* [Written request]:
Swap every "indicate" in the listing for "mark". Reproduce all lines with no other change.

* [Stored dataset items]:

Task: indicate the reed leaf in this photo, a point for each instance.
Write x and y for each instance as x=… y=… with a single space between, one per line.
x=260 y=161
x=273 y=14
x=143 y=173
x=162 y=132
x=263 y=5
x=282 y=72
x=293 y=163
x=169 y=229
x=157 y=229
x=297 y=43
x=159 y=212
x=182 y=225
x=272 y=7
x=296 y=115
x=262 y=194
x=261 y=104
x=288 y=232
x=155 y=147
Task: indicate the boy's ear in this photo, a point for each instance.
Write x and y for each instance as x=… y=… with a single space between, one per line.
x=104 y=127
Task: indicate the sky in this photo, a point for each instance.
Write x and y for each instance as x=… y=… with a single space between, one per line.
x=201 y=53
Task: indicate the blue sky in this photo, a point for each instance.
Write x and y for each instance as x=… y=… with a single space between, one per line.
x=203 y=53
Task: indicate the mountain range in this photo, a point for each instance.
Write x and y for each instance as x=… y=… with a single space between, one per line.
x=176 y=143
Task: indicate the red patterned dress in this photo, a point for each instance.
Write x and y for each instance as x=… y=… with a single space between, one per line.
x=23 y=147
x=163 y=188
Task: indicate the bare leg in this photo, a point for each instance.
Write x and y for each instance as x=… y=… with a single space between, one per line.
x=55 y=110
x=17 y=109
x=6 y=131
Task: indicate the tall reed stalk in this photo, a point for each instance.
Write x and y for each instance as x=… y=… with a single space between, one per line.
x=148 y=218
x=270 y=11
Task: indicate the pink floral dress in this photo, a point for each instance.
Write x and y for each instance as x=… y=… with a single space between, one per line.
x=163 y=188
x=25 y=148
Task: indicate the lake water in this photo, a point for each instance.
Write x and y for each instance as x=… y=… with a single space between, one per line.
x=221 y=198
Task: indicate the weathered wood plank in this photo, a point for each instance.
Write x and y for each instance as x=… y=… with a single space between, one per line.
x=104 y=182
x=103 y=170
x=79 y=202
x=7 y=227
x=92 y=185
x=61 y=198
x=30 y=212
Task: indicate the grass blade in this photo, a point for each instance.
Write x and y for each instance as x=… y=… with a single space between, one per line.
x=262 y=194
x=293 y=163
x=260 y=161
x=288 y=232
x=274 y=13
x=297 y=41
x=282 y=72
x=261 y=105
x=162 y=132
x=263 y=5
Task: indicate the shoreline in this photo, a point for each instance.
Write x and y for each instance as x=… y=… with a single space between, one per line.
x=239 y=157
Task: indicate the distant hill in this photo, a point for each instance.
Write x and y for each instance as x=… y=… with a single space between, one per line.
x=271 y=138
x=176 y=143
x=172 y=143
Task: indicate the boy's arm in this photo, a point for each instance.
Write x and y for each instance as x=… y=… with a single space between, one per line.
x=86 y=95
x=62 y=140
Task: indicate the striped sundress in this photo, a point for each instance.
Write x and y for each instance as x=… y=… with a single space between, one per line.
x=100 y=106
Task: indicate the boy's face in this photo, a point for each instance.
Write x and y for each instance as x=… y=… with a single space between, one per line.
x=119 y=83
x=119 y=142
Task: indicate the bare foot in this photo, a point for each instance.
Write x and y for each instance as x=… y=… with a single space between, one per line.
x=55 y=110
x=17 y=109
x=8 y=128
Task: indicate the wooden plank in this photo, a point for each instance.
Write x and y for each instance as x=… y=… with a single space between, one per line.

* [Response to the exercise]:
Task: mark the reed leaf in this photo, a point for each instance.
Write x and y for each instance as x=… y=… with a single space between, one per line.
x=260 y=161
x=273 y=14
x=143 y=173
x=162 y=132
x=263 y=5
x=282 y=72
x=293 y=163
x=169 y=229
x=157 y=229
x=297 y=43
x=159 y=212
x=182 y=225
x=272 y=7
x=296 y=115
x=262 y=194
x=261 y=104
x=288 y=232
x=155 y=147
Task: mark the boy's ear in this photo, a point for each instance.
Write x and y for each instance as x=… y=… with a single space between, one per line.
x=104 y=127
Task: mark the sky in this photo, a point for each instance.
Write x and y for each instance as x=… y=… with a single space between, one per line.
x=201 y=53
Task: mark the blue sky in this photo, a point for each instance.
Write x and y for each instance as x=… y=… with a single space between, one per line.
x=203 y=53
Task: mark the mountain range in this photo, a point for each instance.
Write x and y for each instance as x=… y=… with a single space between, one per line.
x=176 y=143
Task: mark the red patterned dress in this photo, a point for each instance.
Write x and y for each instance as x=… y=… with a single space between, one per line.
x=23 y=147
x=163 y=188
Task: mark the bare leg in this photo, a point for each instance.
Write x and y for each instance as x=… y=… with a single space between, one per line.
x=55 y=110
x=17 y=109
x=6 y=131
Task: mark the tall reed stalk in this photo, a point for each instance.
Write x and y for each instance as x=… y=… with a single space between, one per line.
x=148 y=218
x=270 y=11
Task: mark the pink floral dress in this photo, a point for each instance.
Write x and y for each instance as x=… y=… with a single space between, one per line.
x=163 y=188
x=25 y=148
Task: mark the lake water in this photo, a point for each instance.
Write x and y for each instance as x=… y=… with a single space between, one per line.
x=221 y=198
Task: mark the weathered wood plank in this photo, a point for each instance.
Write x and y for each instance as x=… y=… with a single space between, one per line.
x=104 y=182
x=103 y=170
x=79 y=202
x=7 y=227
x=92 y=185
x=61 y=198
x=30 y=212
Task: mark the grass blade in this photo, a point for each instance.
Write x and y for each instance as x=… y=… with a single space between, one per line.
x=262 y=194
x=293 y=163
x=260 y=161
x=288 y=232
x=274 y=13
x=297 y=41
x=282 y=72
x=261 y=105
x=162 y=132
x=263 y=5
Task: mark the shoreline in this photo, a point for each instance.
Write x and y for each instance as x=… y=… with a single space between, one per line.
x=239 y=157
Task: mark the distant hill in this photo, a point for each instance.
Write x and y for each instance as x=… y=… with a single space between, one per line.
x=271 y=138
x=176 y=143
x=172 y=143
Task: mark the boy's arm in this photo, a point for each instance.
Write x and y for each instance as x=… y=… with a single space between, one per line.
x=86 y=95
x=62 y=140
Task: mark the striped sundress in this photo, a point for each instance.
Write x and y for each instance as x=… y=… with a single space between, one per line.
x=100 y=106
Task: mark the boy's face in this photo, a point for each instance.
Write x and y for each instance as x=… y=… with a single space between, one per line.
x=119 y=83
x=119 y=142
Task: mark the bare foot in this photo, a point for each instance.
Write x and y for each instance as x=… y=… with a single space between, one per line.
x=55 y=110
x=17 y=109
x=8 y=128
Task: mark the wooden plank in this photo, a point for each instance.
Write x and y for each instance as x=… y=… with a single space between, one per line.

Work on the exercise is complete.